- **AIM**: Pull out every line in the records below that contains the string "doorway", and copy each one in full.

- **RECORDS PROVIDED**:
** Start **

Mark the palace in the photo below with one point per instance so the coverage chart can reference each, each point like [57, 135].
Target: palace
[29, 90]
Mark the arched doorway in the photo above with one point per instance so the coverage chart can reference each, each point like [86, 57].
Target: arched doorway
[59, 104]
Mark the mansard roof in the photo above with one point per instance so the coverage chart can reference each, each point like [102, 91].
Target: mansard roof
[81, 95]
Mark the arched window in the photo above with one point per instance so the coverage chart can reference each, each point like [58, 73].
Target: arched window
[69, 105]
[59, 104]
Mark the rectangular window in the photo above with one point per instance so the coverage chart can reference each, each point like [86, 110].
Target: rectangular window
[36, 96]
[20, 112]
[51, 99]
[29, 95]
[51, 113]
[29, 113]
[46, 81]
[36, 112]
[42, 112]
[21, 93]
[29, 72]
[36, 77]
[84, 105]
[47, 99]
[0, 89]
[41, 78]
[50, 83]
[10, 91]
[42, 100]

** End **
** Start **

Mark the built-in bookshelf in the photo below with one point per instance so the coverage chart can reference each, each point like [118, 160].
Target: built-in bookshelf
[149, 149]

** End **
** Start **

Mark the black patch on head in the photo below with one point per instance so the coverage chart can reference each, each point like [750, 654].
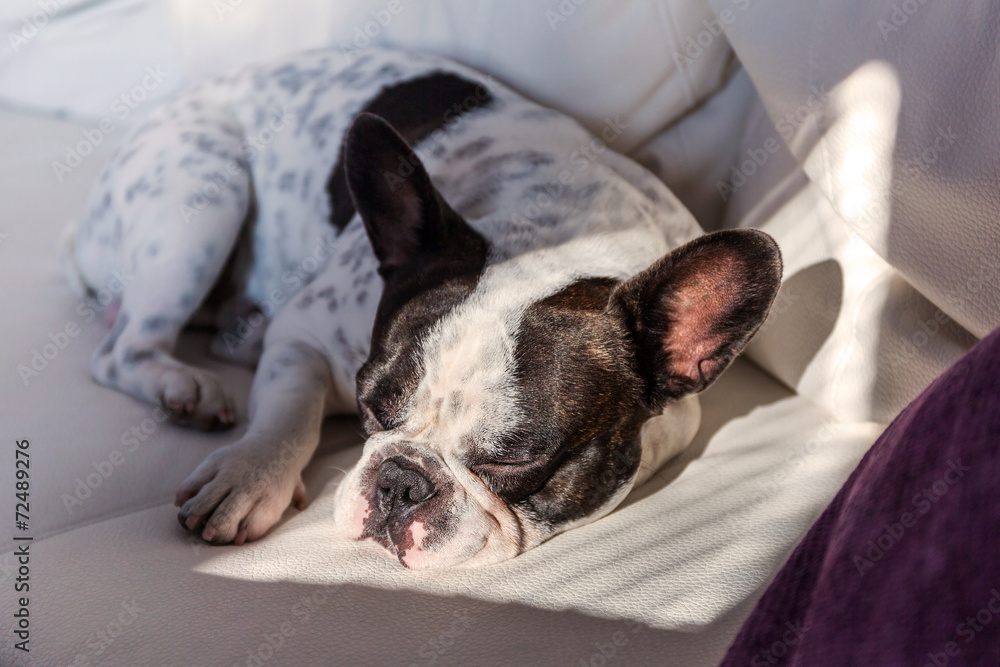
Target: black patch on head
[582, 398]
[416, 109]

** End **

- **SOLUTION TO THIS TASK**:
Mark the arched doorway in the photo above with one point per instance so the coverage chart can reference each, each point like [86, 57].
Target: arched doorway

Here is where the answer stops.